Excerpts from a point labeling dataset:
━━━━━━━━━━━━━━━━━━━━
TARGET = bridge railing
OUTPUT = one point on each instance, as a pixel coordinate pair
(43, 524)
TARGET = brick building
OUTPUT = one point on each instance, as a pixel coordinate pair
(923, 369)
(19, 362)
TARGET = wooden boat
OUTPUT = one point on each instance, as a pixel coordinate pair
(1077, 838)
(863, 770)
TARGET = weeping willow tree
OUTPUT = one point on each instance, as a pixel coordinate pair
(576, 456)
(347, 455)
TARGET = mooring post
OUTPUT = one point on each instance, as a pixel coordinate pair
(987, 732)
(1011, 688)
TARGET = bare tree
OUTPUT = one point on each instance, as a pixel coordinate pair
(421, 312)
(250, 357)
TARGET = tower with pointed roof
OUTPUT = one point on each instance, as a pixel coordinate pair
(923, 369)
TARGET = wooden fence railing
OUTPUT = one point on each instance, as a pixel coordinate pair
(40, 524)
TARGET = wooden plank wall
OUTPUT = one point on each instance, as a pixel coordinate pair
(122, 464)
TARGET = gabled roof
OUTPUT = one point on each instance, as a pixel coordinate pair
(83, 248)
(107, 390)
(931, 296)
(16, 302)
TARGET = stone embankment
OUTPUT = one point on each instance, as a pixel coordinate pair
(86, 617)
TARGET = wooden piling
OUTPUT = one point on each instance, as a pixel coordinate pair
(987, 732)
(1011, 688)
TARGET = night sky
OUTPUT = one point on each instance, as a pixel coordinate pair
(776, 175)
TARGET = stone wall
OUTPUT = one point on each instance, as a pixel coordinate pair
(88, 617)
━━━━━━━━━━━━━━━━━━━━
#### Your objective
Please copy these lines word for word.

#### Response
TARGET = bridge railing
OUTPUT = one point on each instance, as a pixel coordinate pair
(43, 524)
TARGET = brick building
OUTPUT = one point on each instance, as a pixel coordinate pair
(923, 369)
(19, 362)
TARGET = wooden boat
OUTPUT = one point on each instance, as a pixel coordinate pair
(1077, 838)
(863, 770)
TARGET = weeping willow tree
OUTPUT = one point on each instance, as a pixel coordinate pair
(576, 456)
(347, 455)
TARGET = mooring post
OUTPUT = one point on each instance, as a pixel coordinate pair
(987, 732)
(1011, 688)
TARGET = bare tree
OUTPUT = one point on each instance, as a pixel coordinate pair
(421, 312)
(250, 357)
TARGET = tower with pointed roof
OUTPUT = one point on each instance, as a pixel coordinate pair
(923, 369)
TARGET = wooden fence railing
OUTPUT = one point on each instance, as a pixel coordinate pair
(40, 524)
TARGET = wooden plank wall
OUTPUT = one point on each instance, as a pixel coordinate pair
(122, 464)
TARGET = gabled roof
OUTPUT = one point on each instance, as a pixel coordinate pair
(83, 248)
(107, 390)
(931, 296)
(16, 302)
TARGET = stone embankment
OUTPUT = one point on each instance, as a pixel coordinate pair
(86, 617)
TARGET = wooden piling
OUTPUT = one point on each instance, as a pixel coordinate pair
(987, 732)
(1011, 688)
TARGET = night sky
OUTPUT = one point on each instance, as a pixel coordinate pair
(776, 175)
TARGET = stone wall
OUTPUT = one point on each instance, as a pixel coordinate pair
(88, 617)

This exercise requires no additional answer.